### WHAT TO PRODUCE
Rewrite the data below, changing each "positive clicks" to "foreground clicks" and keeping every other character the same.

----------------------------------------

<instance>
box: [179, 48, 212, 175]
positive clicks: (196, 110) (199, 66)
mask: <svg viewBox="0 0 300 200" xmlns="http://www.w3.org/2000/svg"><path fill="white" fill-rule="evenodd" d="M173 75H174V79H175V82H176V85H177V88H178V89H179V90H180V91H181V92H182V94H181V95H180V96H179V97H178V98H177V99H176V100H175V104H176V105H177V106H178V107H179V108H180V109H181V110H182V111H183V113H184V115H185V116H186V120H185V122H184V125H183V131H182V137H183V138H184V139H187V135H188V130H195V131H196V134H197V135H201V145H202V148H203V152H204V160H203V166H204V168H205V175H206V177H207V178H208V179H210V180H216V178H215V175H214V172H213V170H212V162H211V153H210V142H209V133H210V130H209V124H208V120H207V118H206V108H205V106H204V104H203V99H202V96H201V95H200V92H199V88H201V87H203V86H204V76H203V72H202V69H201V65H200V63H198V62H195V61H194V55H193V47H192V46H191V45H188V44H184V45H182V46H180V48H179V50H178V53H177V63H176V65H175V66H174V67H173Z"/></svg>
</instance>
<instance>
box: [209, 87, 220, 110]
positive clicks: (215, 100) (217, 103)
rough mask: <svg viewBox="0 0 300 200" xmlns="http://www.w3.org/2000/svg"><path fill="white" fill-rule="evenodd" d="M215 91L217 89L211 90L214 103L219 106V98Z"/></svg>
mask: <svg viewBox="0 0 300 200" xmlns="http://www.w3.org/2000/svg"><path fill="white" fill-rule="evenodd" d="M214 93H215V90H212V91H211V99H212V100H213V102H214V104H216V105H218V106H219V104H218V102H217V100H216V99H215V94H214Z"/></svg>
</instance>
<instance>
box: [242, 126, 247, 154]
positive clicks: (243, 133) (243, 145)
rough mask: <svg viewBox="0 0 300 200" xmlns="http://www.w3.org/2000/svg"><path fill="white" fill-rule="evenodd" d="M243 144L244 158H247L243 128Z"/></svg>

----------------------------------------

### EXERCISE RESPONSE
<instance>
box: [179, 48, 212, 175]
foreground clicks: (196, 110) (199, 66)
mask: <svg viewBox="0 0 300 200" xmlns="http://www.w3.org/2000/svg"><path fill="white" fill-rule="evenodd" d="M173 75H174V79H175V82H176V85H177V88H178V89H179V90H180V91H181V92H182V94H181V95H180V96H179V97H178V98H177V99H176V100H175V104H176V105H177V106H178V107H179V108H180V109H181V110H182V111H183V113H184V115H185V116H186V120H185V122H184V125H183V131H182V137H183V138H184V139H187V135H188V130H195V131H196V134H197V135H201V145H202V148H203V152H204V160H203V166H204V168H205V175H206V177H207V178H208V179H210V180H216V178H215V175H214V172H213V170H212V162H211V153H210V142H209V133H210V130H209V124H208V120H207V118H206V108H205V106H204V104H203V99H202V96H201V95H200V92H199V88H201V87H203V86H204V76H203V72H202V69H201V65H200V63H198V62H195V61H194V55H193V47H192V46H191V45H188V44H184V45H182V46H180V48H179V50H178V53H177V63H176V65H175V66H174V67H173Z"/></svg>
</instance>
<instance>
box: [209, 87, 220, 110]
foreground clicks: (215, 100) (217, 103)
rough mask: <svg viewBox="0 0 300 200" xmlns="http://www.w3.org/2000/svg"><path fill="white" fill-rule="evenodd" d="M215 91L217 89L211 90L214 103L219 106V98Z"/></svg>
mask: <svg viewBox="0 0 300 200" xmlns="http://www.w3.org/2000/svg"><path fill="white" fill-rule="evenodd" d="M214 93H215V90H212V91H211V99H212V100H213V102H214V104H216V105H218V106H219V104H218V102H217V100H216V99H215V94H214Z"/></svg>
</instance>
<instance>
box: [242, 126, 247, 154]
foreground clicks: (243, 133) (243, 145)
rough mask: <svg viewBox="0 0 300 200" xmlns="http://www.w3.org/2000/svg"><path fill="white" fill-rule="evenodd" d="M243 144L244 158H247L243 128Z"/></svg>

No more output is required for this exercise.